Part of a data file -
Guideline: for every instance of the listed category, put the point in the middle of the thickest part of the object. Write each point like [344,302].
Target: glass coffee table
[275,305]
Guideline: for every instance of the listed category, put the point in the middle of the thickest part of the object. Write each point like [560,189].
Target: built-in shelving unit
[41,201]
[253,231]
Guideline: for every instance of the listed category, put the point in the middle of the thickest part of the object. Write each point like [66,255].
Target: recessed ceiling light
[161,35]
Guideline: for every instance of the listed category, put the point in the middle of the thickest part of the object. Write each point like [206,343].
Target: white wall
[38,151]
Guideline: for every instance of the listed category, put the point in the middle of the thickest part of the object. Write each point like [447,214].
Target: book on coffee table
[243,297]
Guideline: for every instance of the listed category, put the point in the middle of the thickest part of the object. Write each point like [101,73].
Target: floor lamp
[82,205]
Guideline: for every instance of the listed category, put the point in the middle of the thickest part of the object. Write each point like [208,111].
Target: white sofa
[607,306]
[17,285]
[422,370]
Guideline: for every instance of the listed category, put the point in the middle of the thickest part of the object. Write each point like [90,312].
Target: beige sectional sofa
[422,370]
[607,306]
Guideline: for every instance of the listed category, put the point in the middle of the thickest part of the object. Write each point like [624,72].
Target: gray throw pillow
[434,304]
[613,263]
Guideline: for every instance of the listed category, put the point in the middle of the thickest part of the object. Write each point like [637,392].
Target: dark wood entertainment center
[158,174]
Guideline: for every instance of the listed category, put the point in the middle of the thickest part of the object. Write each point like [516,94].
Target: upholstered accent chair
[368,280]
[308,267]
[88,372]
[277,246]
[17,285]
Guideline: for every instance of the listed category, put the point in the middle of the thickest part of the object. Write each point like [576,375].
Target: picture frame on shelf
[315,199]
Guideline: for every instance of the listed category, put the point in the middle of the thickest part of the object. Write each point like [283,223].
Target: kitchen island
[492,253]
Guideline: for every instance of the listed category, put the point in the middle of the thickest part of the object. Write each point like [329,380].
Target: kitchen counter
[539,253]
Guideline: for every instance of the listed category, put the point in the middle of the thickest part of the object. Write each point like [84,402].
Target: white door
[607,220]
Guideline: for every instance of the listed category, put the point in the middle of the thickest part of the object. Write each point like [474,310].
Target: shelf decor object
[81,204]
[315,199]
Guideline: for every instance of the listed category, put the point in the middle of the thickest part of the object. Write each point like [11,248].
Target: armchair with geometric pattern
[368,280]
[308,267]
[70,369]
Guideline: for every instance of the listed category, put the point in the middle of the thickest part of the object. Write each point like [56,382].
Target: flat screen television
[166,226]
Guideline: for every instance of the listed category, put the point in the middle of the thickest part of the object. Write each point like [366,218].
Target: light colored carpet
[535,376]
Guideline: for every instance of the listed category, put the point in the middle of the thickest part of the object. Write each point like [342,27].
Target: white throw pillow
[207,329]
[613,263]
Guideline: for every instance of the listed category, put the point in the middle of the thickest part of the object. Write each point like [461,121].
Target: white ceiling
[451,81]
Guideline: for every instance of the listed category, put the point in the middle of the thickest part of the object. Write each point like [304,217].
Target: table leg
--
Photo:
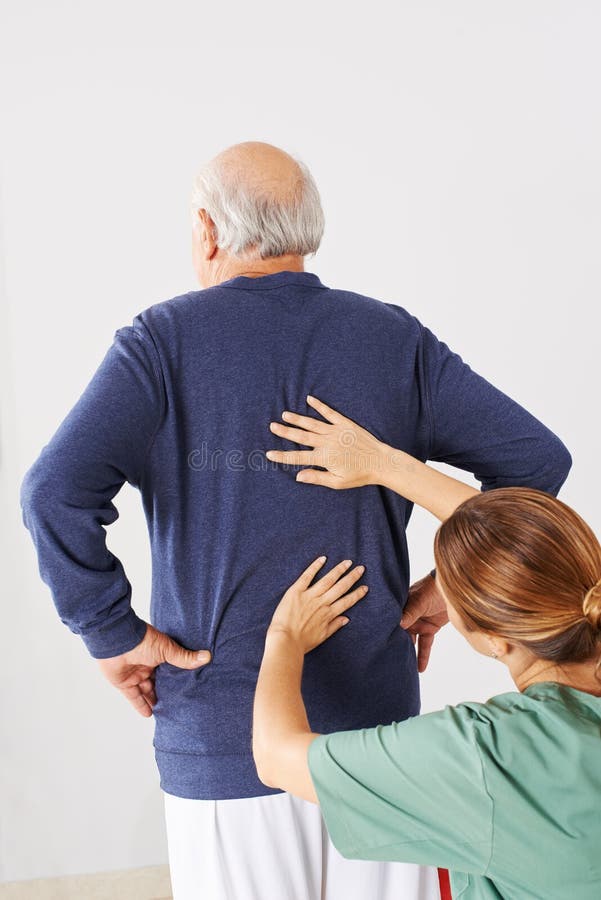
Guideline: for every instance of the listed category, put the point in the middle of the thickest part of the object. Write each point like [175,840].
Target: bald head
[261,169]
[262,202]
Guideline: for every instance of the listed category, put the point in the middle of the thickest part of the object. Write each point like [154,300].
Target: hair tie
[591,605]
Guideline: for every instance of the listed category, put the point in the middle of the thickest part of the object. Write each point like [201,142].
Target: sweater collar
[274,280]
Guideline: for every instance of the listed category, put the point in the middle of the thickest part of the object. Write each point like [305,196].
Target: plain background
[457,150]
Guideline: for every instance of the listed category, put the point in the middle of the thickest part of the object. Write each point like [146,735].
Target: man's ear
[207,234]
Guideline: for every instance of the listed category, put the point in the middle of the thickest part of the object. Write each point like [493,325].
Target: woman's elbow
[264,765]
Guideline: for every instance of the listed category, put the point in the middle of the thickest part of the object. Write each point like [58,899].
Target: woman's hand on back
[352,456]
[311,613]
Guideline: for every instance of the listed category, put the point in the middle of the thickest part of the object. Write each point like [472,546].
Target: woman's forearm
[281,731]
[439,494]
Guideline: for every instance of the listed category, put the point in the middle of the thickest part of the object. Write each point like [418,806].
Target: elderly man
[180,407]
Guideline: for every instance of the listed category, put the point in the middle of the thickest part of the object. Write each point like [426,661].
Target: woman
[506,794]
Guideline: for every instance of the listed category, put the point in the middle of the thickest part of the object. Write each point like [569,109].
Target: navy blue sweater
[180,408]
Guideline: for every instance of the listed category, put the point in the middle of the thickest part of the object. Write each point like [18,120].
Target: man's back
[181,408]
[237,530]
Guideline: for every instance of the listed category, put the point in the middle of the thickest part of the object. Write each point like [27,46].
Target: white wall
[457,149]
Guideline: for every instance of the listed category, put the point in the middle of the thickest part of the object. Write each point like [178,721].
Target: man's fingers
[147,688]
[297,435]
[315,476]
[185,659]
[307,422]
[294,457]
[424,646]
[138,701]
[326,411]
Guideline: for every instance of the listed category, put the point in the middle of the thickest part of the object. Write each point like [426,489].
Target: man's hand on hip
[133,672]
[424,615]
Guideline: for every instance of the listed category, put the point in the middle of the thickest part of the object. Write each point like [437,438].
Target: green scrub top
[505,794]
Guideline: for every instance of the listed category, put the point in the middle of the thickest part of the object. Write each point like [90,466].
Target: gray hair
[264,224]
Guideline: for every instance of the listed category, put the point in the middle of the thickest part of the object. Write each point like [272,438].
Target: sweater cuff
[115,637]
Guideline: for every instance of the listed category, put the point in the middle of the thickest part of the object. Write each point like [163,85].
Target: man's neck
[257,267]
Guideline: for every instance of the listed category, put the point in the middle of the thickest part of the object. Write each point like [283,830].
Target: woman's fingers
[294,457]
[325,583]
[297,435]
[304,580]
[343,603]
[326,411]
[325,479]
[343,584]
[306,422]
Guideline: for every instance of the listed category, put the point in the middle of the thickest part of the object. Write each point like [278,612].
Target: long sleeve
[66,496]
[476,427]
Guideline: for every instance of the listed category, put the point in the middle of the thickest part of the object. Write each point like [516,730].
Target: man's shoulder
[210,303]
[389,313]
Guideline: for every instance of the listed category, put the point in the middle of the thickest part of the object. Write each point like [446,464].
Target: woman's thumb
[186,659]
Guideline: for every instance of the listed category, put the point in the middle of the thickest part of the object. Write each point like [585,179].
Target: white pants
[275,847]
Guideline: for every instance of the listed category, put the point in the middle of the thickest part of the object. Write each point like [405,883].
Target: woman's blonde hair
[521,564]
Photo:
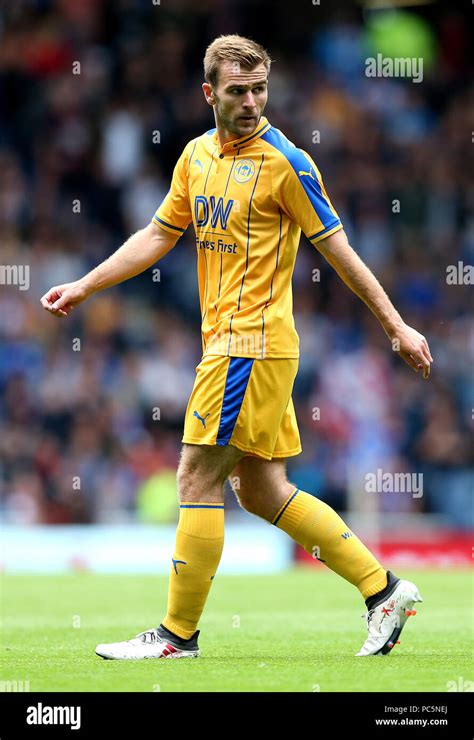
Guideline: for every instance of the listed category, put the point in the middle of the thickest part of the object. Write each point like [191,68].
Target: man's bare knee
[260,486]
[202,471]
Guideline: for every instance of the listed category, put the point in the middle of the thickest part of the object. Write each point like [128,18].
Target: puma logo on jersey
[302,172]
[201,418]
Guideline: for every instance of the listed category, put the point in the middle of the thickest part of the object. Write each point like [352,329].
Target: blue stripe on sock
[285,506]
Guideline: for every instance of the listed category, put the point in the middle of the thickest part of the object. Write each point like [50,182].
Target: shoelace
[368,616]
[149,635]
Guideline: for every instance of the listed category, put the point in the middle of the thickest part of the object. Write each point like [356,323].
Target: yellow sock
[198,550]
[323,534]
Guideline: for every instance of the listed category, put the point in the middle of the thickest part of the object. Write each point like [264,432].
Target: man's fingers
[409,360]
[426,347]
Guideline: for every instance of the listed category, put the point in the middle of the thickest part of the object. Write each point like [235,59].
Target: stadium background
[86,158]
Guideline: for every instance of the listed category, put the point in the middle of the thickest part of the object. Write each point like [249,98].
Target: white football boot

STATED TASK -
Pull out every line of the data above that contains the word "coffee". Case counts.

SOLVED EXERCISE -
Target: glass coffee table
Target: book on coffee table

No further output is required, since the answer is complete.